● WHAT IS REQUIRED: Each line from the one that contains "Pick out a point on every instance of the player's" to the end of the material must be set down exactly, and no line before it.

● MATERIAL PROVIDED:
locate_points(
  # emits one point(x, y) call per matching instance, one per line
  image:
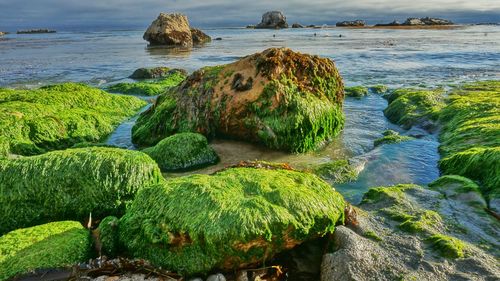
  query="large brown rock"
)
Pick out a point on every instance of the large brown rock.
point(273, 19)
point(279, 98)
point(169, 29)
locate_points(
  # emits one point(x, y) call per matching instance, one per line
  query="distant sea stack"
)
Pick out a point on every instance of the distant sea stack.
point(174, 30)
point(273, 20)
point(358, 23)
point(32, 31)
point(427, 21)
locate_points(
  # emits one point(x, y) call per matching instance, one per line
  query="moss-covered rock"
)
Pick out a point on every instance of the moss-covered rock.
point(409, 107)
point(70, 184)
point(48, 246)
point(155, 72)
point(470, 138)
point(356, 91)
point(150, 87)
point(379, 89)
point(59, 116)
point(108, 236)
point(448, 246)
point(183, 151)
point(280, 98)
point(391, 136)
point(234, 218)
point(338, 171)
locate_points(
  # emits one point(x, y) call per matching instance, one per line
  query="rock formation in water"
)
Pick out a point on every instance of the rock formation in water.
point(418, 22)
point(351, 23)
point(31, 31)
point(273, 20)
point(233, 219)
point(199, 37)
point(174, 30)
point(279, 98)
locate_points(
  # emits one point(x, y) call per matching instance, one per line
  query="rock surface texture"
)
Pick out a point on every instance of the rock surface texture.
point(273, 20)
point(279, 98)
point(169, 29)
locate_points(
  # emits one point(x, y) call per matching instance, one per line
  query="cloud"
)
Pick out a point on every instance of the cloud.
point(132, 13)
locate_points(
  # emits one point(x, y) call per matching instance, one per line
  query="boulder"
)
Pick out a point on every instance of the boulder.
point(71, 184)
point(169, 29)
point(199, 37)
point(183, 151)
point(394, 23)
point(153, 72)
point(59, 116)
point(279, 98)
point(435, 21)
point(351, 23)
point(232, 219)
point(34, 31)
point(49, 246)
point(273, 20)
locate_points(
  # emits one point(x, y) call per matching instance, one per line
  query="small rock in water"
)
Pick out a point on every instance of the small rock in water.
point(216, 277)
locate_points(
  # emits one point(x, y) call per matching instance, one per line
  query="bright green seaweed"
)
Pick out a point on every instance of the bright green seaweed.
point(59, 116)
point(70, 184)
point(48, 246)
point(235, 217)
point(182, 151)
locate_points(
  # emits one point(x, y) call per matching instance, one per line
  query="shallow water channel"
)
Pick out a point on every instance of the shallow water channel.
point(413, 161)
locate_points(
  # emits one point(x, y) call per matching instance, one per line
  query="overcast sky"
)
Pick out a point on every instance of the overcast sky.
point(103, 14)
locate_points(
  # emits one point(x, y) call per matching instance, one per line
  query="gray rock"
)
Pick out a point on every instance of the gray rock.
point(273, 20)
point(216, 277)
point(169, 29)
point(199, 37)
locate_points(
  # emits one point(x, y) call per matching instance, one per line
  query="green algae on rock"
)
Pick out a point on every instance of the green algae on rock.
point(356, 91)
point(234, 218)
point(183, 151)
point(447, 246)
point(338, 171)
point(391, 136)
point(409, 107)
point(279, 98)
point(470, 138)
point(49, 246)
point(59, 116)
point(70, 184)
point(150, 87)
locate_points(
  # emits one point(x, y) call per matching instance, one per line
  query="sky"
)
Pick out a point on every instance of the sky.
point(125, 14)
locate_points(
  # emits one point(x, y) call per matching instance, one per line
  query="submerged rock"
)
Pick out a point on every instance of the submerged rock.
point(183, 151)
point(155, 72)
point(32, 31)
point(356, 91)
point(199, 37)
point(273, 20)
point(169, 29)
point(151, 87)
point(358, 23)
point(229, 220)
point(280, 98)
point(52, 245)
point(391, 136)
point(71, 184)
point(59, 116)
point(414, 107)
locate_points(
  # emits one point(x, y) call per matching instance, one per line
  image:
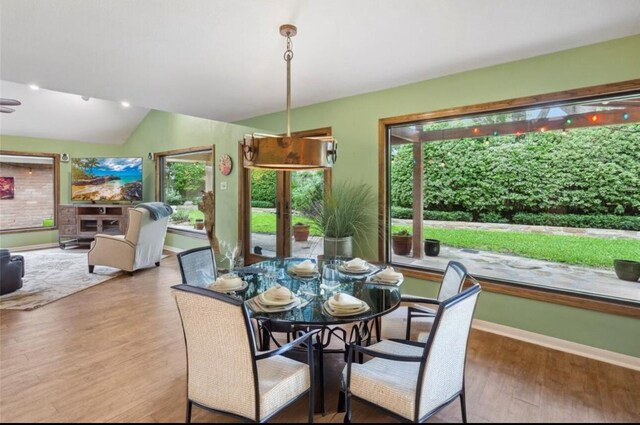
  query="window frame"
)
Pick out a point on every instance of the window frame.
point(519, 289)
point(159, 186)
point(56, 191)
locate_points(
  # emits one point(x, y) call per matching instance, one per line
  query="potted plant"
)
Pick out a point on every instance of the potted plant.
point(300, 232)
point(345, 215)
point(627, 269)
point(431, 247)
point(402, 241)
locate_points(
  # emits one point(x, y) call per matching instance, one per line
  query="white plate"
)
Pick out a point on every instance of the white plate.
point(217, 288)
point(262, 299)
point(302, 273)
point(332, 312)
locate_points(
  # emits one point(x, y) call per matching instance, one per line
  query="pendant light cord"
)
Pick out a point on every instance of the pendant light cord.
point(288, 55)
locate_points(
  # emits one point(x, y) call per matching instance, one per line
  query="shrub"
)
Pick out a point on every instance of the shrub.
point(599, 221)
point(492, 218)
point(262, 204)
point(172, 197)
point(401, 212)
point(180, 215)
point(447, 215)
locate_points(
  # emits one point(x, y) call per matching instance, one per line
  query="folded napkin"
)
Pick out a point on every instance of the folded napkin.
point(356, 264)
point(345, 301)
point(389, 275)
point(228, 280)
point(306, 265)
point(278, 293)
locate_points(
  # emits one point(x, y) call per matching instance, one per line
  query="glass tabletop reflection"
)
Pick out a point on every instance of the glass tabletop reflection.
point(314, 286)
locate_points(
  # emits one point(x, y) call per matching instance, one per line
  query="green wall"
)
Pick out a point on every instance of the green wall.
point(354, 121)
point(74, 149)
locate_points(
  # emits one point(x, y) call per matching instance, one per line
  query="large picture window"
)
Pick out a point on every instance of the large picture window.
point(182, 177)
point(28, 191)
point(545, 195)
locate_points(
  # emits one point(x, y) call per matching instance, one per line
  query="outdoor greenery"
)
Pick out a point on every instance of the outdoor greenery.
point(593, 171)
point(186, 182)
point(581, 250)
point(306, 188)
point(346, 211)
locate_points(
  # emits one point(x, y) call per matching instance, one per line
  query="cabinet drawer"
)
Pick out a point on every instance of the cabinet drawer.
point(67, 230)
point(65, 219)
point(67, 211)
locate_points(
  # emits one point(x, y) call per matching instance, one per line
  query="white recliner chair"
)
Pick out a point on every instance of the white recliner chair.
point(139, 248)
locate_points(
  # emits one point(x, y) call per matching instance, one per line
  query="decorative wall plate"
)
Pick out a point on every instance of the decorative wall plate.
point(225, 164)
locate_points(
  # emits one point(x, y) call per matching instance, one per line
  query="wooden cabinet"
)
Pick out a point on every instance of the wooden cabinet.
point(78, 224)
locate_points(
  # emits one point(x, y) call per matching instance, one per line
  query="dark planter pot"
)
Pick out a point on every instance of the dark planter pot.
point(627, 269)
point(431, 247)
point(402, 244)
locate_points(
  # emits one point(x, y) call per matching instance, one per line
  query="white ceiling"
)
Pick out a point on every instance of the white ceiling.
point(222, 59)
point(62, 116)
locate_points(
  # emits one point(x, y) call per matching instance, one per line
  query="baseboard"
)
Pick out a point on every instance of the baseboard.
point(32, 247)
point(606, 356)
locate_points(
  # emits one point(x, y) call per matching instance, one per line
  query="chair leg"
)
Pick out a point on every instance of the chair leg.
point(463, 407)
point(341, 396)
point(347, 408)
point(188, 418)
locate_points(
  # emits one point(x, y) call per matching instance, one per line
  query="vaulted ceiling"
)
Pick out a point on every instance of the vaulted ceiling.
point(223, 60)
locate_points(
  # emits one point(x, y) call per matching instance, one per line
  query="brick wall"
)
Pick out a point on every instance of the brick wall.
point(33, 196)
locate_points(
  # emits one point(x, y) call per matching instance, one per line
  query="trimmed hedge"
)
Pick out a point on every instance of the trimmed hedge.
point(447, 215)
point(600, 221)
point(585, 171)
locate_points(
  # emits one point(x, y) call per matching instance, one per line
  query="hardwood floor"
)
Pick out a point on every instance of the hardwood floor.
point(115, 353)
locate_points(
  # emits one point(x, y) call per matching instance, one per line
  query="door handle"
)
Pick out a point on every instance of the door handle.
point(287, 210)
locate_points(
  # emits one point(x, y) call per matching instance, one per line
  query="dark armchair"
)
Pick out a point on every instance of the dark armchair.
point(11, 272)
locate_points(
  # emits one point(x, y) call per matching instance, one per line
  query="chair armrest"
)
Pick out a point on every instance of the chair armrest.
point(120, 239)
point(286, 347)
point(418, 299)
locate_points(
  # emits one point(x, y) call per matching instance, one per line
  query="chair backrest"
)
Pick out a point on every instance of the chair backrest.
point(441, 375)
point(452, 280)
point(197, 266)
point(221, 367)
point(147, 235)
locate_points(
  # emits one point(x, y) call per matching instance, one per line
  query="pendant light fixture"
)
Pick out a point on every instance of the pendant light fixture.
point(289, 153)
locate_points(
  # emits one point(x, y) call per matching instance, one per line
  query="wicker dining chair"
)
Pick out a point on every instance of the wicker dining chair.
point(197, 266)
point(415, 315)
point(225, 373)
point(411, 381)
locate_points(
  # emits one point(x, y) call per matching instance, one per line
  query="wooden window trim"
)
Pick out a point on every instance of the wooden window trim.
point(56, 191)
point(507, 288)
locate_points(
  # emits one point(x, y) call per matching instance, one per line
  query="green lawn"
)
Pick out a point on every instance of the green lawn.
point(582, 250)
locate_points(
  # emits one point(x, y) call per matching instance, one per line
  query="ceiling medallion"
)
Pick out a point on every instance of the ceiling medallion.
point(266, 151)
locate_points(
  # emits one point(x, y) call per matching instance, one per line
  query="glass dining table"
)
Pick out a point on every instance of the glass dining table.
point(313, 290)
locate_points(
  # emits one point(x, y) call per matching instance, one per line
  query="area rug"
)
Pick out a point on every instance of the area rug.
point(52, 274)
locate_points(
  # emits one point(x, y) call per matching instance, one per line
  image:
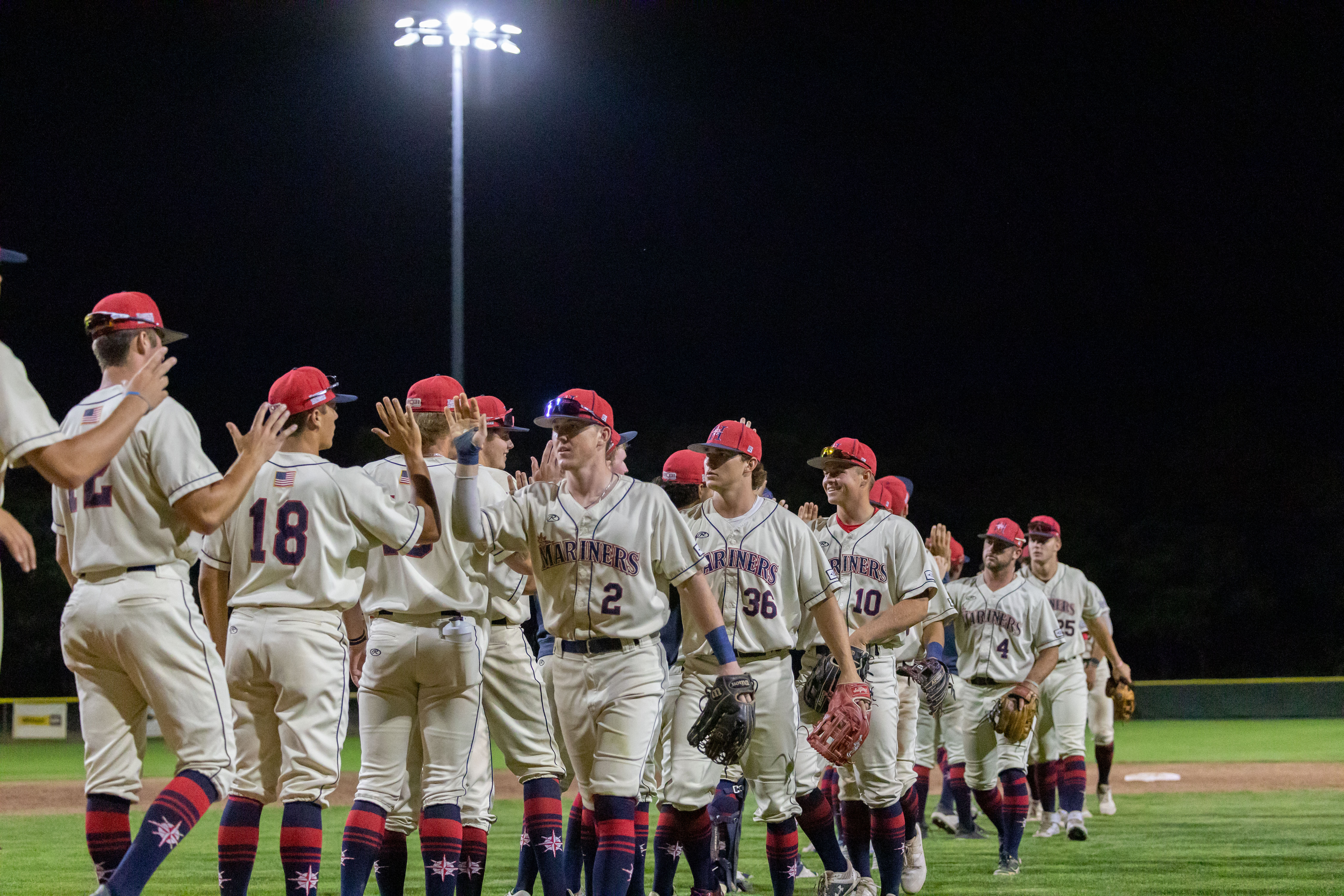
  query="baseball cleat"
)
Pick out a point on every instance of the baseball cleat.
point(838, 883)
point(947, 821)
point(915, 871)
point(1076, 827)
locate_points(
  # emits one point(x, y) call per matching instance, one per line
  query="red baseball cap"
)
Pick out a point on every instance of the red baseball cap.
point(304, 389)
point(1005, 530)
point(433, 395)
point(1044, 526)
point(732, 436)
point(850, 451)
point(496, 416)
point(127, 311)
point(685, 467)
point(580, 405)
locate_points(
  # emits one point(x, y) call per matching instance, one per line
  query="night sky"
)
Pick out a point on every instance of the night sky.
point(1072, 261)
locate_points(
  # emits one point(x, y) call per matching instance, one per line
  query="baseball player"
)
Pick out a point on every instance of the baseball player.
point(604, 550)
point(288, 565)
point(29, 437)
point(1101, 710)
point(1064, 695)
point(888, 581)
point(131, 632)
point(765, 570)
point(1007, 644)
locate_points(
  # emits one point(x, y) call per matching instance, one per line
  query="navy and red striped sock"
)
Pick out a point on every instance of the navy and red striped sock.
point(667, 851)
point(302, 847)
point(361, 844)
point(921, 790)
point(1014, 808)
point(694, 831)
point(889, 843)
point(1105, 756)
point(471, 867)
point(107, 832)
point(615, 864)
point(960, 793)
point(858, 835)
point(390, 868)
point(574, 847)
point(237, 844)
point(1073, 782)
point(441, 848)
point(173, 813)
point(542, 823)
point(642, 846)
point(781, 855)
point(816, 819)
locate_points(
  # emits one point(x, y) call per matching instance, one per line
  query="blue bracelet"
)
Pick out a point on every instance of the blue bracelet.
point(721, 645)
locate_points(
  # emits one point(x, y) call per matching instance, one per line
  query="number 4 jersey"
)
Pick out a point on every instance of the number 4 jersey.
point(302, 537)
point(123, 516)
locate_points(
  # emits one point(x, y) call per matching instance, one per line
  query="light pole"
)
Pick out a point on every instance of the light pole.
point(462, 33)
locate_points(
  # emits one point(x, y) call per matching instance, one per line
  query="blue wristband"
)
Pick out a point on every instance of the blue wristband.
point(721, 645)
point(467, 449)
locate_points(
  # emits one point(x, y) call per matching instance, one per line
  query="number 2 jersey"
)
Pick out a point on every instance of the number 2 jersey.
point(302, 537)
point(999, 633)
point(123, 516)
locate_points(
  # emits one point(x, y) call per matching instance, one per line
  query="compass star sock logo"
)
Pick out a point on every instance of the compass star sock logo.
point(238, 835)
point(361, 844)
point(781, 855)
point(441, 848)
point(107, 832)
point(173, 813)
point(302, 847)
point(542, 827)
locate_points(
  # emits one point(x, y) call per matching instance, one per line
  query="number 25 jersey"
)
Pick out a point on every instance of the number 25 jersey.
point(302, 537)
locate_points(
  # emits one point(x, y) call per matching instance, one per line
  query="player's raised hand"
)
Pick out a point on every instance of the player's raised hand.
point(267, 434)
point(402, 433)
point(19, 542)
point(151, 381)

● RESULT BELOW:
Pick out a point on every instance of the player's raised hand.
point(267, 434)
point(402, 433)
point(19, 542)
point(151, 381)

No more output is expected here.